▶ What you have to do:
The entries are to be returned exactly, with images left out.

====== Data lines ======

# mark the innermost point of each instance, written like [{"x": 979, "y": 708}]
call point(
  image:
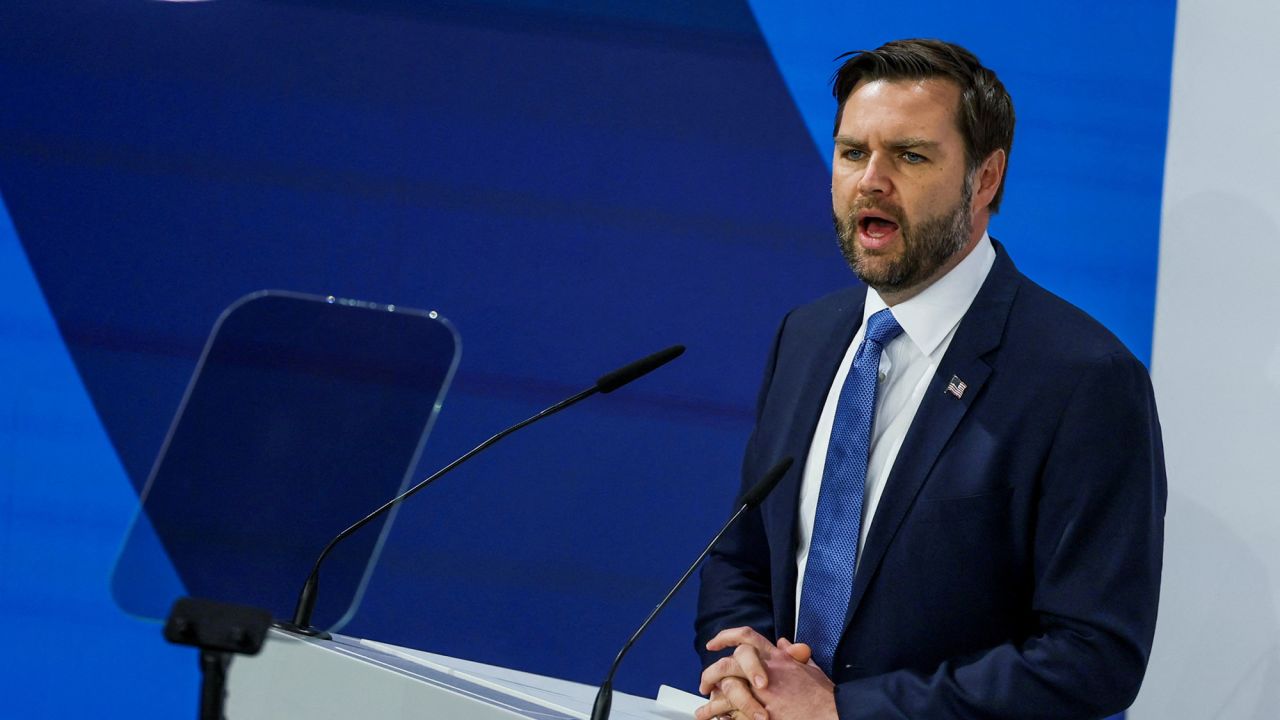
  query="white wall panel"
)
[{"x": 1216, "y": 367}]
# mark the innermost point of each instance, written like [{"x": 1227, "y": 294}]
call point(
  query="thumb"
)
[{"x": 800, "y": 652}]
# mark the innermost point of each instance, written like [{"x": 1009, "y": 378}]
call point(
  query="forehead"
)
[{"x": 918, "y": 108}]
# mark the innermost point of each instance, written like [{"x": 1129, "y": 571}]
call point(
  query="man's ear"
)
[{"x": 990, "y": 174}]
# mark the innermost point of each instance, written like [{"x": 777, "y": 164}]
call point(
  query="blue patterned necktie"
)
[{"x": 828, "y": 575}]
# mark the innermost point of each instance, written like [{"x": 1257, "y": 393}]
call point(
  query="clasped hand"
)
[{"x": 764, "y": 682}]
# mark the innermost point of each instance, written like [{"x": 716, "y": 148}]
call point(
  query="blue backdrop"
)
[{"x": 571, "y": 183}]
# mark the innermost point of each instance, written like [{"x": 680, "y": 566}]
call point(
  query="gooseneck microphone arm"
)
[
  {"x": 749, "y": 500},
  {"x": 606, "y": 383}
]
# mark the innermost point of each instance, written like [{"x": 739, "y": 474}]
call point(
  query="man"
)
[{"x": 974, "y": 523}]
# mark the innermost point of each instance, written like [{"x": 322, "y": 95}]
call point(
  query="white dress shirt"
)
[{"x": 908, "y": 364}]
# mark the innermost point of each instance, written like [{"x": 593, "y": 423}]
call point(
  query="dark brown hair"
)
[{"x": 986, "y": 112}]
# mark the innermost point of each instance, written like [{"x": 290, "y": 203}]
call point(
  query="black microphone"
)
[
  {"x": 606, "y": 383},
  {"x": 749, "y": 500}
]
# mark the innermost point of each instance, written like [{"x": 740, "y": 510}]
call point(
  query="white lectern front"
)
[{"x": 348, "y": 678}]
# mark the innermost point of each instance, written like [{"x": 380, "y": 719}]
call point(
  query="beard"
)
[{"x": 926, "y": 246}]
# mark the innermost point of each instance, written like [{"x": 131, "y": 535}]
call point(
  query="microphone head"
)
[
  {"x": 762, "y": 490},
  {"x": 611, "y": 382}
]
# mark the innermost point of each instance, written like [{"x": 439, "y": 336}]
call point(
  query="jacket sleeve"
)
[{"x": 1097, "y": 541}]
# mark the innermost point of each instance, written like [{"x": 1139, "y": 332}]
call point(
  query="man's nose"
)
[{"x": 877, "y": 178}]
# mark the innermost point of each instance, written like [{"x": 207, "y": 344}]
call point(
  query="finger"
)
[
  {"x": 717, "y": 671},
  {"x": 800, "y": 652},
  {"x": 752, "y": 665},
  {"x": 740, "y": 697},
  {"x": 735, "y": 637},
  {"x": 717, "y": 707}
]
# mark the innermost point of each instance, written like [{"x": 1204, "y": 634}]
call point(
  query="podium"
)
[{"x": 344, "y": 678}]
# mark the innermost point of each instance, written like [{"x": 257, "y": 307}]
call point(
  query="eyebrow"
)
[{"x": 900, "y": 144}]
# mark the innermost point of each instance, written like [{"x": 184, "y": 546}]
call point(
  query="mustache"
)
[{"x": 892, "y": 210}]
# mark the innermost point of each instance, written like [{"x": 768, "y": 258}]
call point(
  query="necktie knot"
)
[{"x": 882, "y": 327}]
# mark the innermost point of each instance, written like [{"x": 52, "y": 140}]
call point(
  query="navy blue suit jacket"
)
[{"x": 1013, "y": 564}]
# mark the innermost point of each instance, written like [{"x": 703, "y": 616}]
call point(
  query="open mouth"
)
[{"x": 876, "y": 227}]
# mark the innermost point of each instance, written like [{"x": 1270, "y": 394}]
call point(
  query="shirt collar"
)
[{"x": 932, "y": 314}]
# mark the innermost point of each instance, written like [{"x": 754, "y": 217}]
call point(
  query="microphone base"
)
[{"x": 309, "y": 632}]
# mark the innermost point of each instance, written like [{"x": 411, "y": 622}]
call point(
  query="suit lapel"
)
[{"x": 940, "y": 413}]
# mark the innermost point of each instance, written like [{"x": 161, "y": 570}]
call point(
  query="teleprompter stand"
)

======

▶ Solved exercise:
# mark the innermost point of each instance, written like [{"x": 979, "y": 708}]
call point(
  image:
  query="white wall panel"
)
[{"x": 1216, "y": 367}]
# mark the innermost point of each instance, written like [{"x": 1227, "y": 294}]
call point(
  query="thumb"
)
[{"x": 800, "y": 652}]
# mark the innermost point of each instance, written like [{"x": 1009, "y": 378}]
call point(
  query="forehead"
)
[{"x": 918, "y": 108}]
# mark the innermost point of each instance, written like [{"x": 1129, "y": 571}]
call point(
  query="man's ear"
)
[{"x": 990, "y": 174}]
# mark the innermost point of each instance, written like [{"x": 777, "y": 164}]
call point(
  query="blue patterned necktie"
)
[{"x": 828, "y": 575}]
# mark the innermost point of each instance, written like [{"x": 1257, "y": 393}]
call point(
  query="clasped hand"
)
[{"x": 764, "y": 682}]
# mark the innermost point of each instance, written like [{"x": 716, "y": 148}]
call point(
  query="blue backdrop"
)
[{"x": 571, "y": 183}]
# mark the innermost point of each instance, written like [{"x": 680, "y": 566}]
call point(
  query="gooseneck microphone arm"
)
[
  {"x": 749, "y": 500},
  {"x": 606, "y": 383}
]
# mark the innermost point of each instance, written like [{"x": 739, "y": 474}]
call point(
  query="man"
)
[{"x": 974, "y": 523}]
# mark the innermost point of each instance, written like [{"x": 322, "y": 95}]
call point(
  query="white dress shirt"
)
[{"x": 908, "y": 364}]
# mark the innermost point of each instance, written like [{"x": 593, "y": 423}]
call point(
  query="dark brown hair"
)
[{"x": 986, "y": 112}]
# mark the innermost point of each instance, written like [{"x": 290, "y": 203}]
call point(
  query="black microphone"
)
[
  {"x": 606, "y": 383},
  {"x": 749, "y": 500}
]
# mark the innermost point of each instance, written like [{"x": 740, "y": 510}]
call point(
  query="white lectern front"
)
[{"x": 348, "y": 678}]
# mark the innermost point of each instance, written like [{"x": 380, "y": 719}]
call point(
  query="beard"
)
[{"x": 926, "y": 246}]
# mark the innermost point of each instance, written like [{"x": 131, "y": 535}]
call point(
  query="microphone head"
)
[
  {"x": 762, "y": 490},
  {"x": 611, "y": 382}
]
# mark the innermost point of each instance, written like [{"x": 439, "y": 336}]
call point(
  query="jacket sleeve"
)
[{"x": 1097, "y": 541}]
# mark the innermost point of each instance, written like [{"x": 1139, "y": 332}]
call point(
  query="man's nose"
)
[{"x": 877, "y": 178}]
# mark the innermost point of each instance, written like [{"x": 207, "y": 344}]
call point(
  query="finger"
)
[
  {"x": 717, "y": 671},
  {"x": 800, "y": 652},
  {"x": 752, "y": 665},
  {"x": 740, "y": 697},
  {"x": 735, "y": 637},
  {"x": 717, "y": 707}
]
# mark the innermost point of each instance, written like [{"x": 1204, "y": 634}]
call point(
  query="podium"
)
[{"x": 344, "y": 678}]
# mark the innermost point of each instance, written like [{"x": 257, "y": 307}]
call point(
  query="eyebrow"
)
[{"x": 900, "y": 144}]
# mark the innermost point of each instance, written like [{"x": 184, "y": 546}]
call point(
  query="mustache"
)
[{"x": 892, "y": 210}]
# mark the innermost point of each instance, written like [{"x": 768, "y": 258}]
call point(
  query="necktie knot"
)
[{"x": 882, "y": 327}]
# mark the innermost point of each instance, written like [{"x": 52, "y": 140}]
call point(
  query="navy blue suit jacket"
)
[{"x": 1013, "y": 564}]
# mark the innermost point of each instance, written like [{"x": 703, "y": 616}]
call point(
  query="open mouth"
)
[{"x": 876, "y": 227}]
# mark the innermost point of each instance, written like [{"x": 1270, "y": 394}]
call point(
  query="shirt collar"
)
[{"x": 932, "y": 314}]
# mark the innermost point of each instance, written like [{"x": 754, "y": 217}]
call point(
  query="microphone base"
)
[{"x": 309, "y": 632}]
# mark the innermost point of each instance, written like [{"x": 411, "y": 622}]
call point(
  query="suit lapel"
)
[{"x": 940, "y": 413}]
# mark the innermost point of each instance, written like [{"x": 161, "y": 570}]
call point(
  query="teleprompter stand"
)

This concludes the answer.